Problem set
- 1) Condense the paragraph beginning "The album was written and recorded" in the Dimensionaut passage into a short bulleted list that keeps its main facts.
- 2) Extend the Dimensionaut passage with a further paragraph that picks up after its final sentence.

Article
----------------------------------------
The foundation for some of the album's material already existed in the form of unfinished compositions, melody lines and ideas written by Kerzner. After Collins completed his 2008 album U-Catastrophe, he began work on Dimensionaut with what he referred to as a "blank canvas". According to Collins, the lyrics had not yet been written for what was to become Sound of Contact's first album.

Kerzner states the song "Not Coming Down" was inspired by the death of his friend and former bandmate, Kevin Gilbert. According to Kerzner, the song explores the "fragility of life."

The band continued to write new material while recording the album and briefly considered releasing Dimensionaut as a double album, but opted to save the extra material for future use. As they continued to write, additional space was preserved for improvisation and refinement of their written material. Recorded jam sessions became the music for "Omega Point" and a significant portion of "Möbius Slip."

The album was written and recorded over a period of five to six months between 2011 and 2012 with assistance from sound engineers Nick Davis and Chris Holmes. The band recorded in trios at Vancouver, British Columbia's Greenhouse Studios, then moved work on the album to England as well as Kerzner's Sonic Reality studios in Miami.
----------------------------------------
Information supplied
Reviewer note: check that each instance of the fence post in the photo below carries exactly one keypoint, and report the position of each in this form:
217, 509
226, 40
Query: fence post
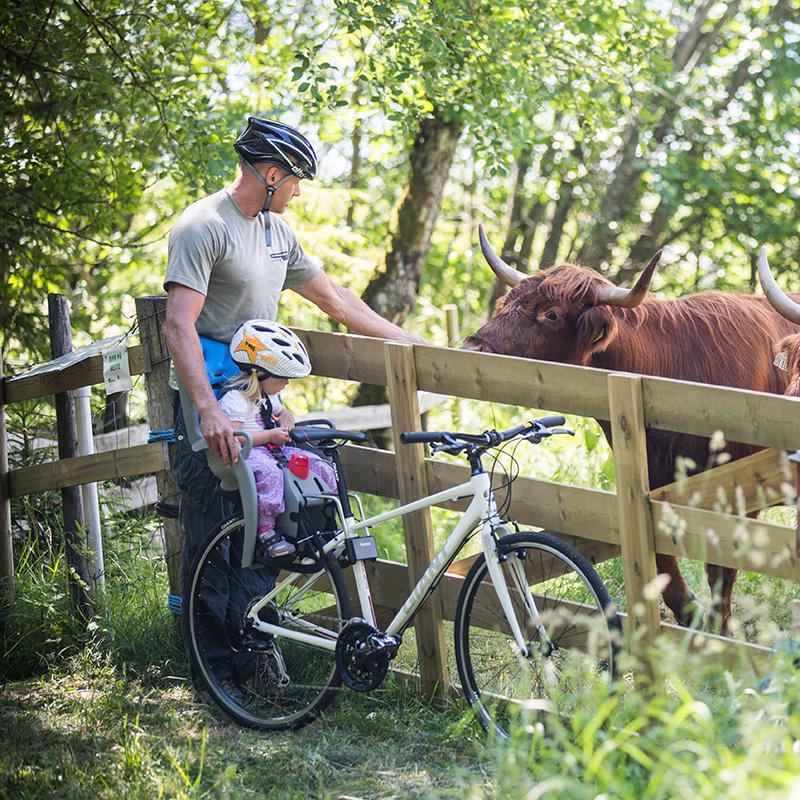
----------------------------------------
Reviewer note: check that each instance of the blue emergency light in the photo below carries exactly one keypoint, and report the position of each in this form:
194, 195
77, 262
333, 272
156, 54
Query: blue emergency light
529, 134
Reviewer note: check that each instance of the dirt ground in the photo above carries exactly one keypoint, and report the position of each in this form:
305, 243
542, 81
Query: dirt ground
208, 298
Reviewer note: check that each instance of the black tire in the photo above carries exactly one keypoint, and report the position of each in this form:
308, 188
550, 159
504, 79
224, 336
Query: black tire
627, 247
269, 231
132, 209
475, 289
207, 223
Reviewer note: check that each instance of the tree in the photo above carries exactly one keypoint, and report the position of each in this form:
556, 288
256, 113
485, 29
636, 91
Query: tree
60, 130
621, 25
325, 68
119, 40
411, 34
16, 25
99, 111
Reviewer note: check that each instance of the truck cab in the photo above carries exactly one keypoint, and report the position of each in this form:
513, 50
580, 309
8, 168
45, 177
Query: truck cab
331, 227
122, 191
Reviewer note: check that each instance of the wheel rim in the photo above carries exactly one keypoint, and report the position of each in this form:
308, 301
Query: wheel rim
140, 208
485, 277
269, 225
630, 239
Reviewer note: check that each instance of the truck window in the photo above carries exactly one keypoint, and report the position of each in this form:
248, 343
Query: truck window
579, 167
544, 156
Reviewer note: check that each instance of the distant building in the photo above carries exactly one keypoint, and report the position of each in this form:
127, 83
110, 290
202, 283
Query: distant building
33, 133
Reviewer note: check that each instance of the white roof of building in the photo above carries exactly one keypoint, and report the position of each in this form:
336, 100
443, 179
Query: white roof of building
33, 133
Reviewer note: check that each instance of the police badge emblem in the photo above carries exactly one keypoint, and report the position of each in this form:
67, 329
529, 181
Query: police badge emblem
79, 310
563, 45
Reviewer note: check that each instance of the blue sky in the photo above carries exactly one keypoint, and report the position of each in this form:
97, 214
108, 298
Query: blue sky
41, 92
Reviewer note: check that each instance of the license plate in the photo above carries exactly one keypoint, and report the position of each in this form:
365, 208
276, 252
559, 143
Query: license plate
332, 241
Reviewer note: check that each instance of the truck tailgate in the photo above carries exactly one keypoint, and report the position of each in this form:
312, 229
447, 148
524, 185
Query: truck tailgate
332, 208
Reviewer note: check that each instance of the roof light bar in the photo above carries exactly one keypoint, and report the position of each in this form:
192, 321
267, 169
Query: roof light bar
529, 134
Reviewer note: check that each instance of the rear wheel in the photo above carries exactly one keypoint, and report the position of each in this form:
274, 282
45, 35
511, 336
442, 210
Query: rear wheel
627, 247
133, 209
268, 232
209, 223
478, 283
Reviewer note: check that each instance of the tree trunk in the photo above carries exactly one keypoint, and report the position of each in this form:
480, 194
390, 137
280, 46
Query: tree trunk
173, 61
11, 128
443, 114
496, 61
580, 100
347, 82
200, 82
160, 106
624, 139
----------------------------------------
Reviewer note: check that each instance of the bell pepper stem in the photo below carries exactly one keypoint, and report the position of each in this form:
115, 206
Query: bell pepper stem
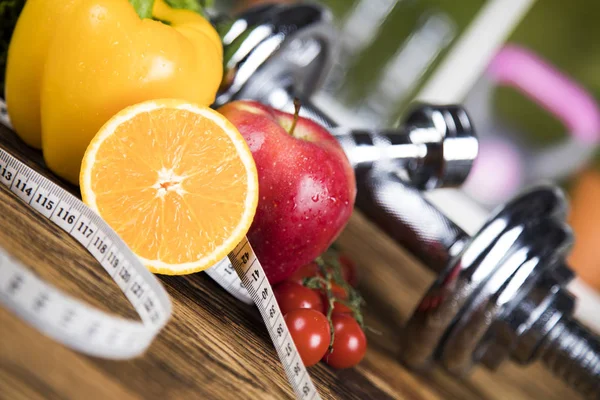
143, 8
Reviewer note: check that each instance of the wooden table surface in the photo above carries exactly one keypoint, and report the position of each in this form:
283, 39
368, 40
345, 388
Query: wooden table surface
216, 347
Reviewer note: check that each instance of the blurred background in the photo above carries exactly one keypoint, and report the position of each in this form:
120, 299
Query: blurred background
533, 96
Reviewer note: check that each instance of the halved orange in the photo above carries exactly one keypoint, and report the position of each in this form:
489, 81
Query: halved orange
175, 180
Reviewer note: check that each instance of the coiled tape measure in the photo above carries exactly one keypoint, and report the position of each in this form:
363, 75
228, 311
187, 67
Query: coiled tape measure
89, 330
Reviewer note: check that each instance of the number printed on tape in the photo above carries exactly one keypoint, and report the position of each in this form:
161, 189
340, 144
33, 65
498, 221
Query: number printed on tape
----------------------------------------
In response
- 1)
- Written and recorded over five to six months between 2011 and 2012
- Sound engineers Nick Davis and Chris Holmes assisted
- The band recorded in trios at Greenhouse Studios in Vancouver, British Columbia
- Work then moved to England and to Kerzner's Sonic Reality studios in Miami

- 2)
==Promotion==
Promotion of the album began in December 2012 with the release of a video teaser along with an introduction of the band to the press. In March 2013, the band opened for Marillion during their "Marillion Weekend" in Montreal, Quebec, playing a number of songs from Dimensionaut for the first time in front of a live audience. In April 2013, a video was released that featured excerpts from Dimensionaut. Six days prior to the release of Dimensionaut in Europe, a music video for the album's first single, "Not Coming Down," went public. The official music video for the album's second single, "Pale Blue Dot," premiered January 2014 at the USA Today website and was released worldwide March 2014.

A 2014 Dimensionaut tour, announced in March, began the following month with a concert in Los Angeles. As part of the tour, Sound of Contact performed during both the Moody Blues Cruise and Cruise to the Edge events in April 2014 and also made several television appearances that month. The tour concluded during May 2014 in Copenhagen, Denmark.

==Critical reception==
Carys Jones of Entertainment Focus gave Dimensionaut four out of five stars. Her review stated, "The album is full of interesting takes and quirks...this album is wonderful in that it is truly experimental and the band have amazing talent as musicians". Along with the praise, however, Jones also stated in regard to the song Omega Point, "...the song sounds like the main reason of it was to make the ending words of every line rhyme, without paying too much attention to the body of the lyrics, its not our favourite song on the album...".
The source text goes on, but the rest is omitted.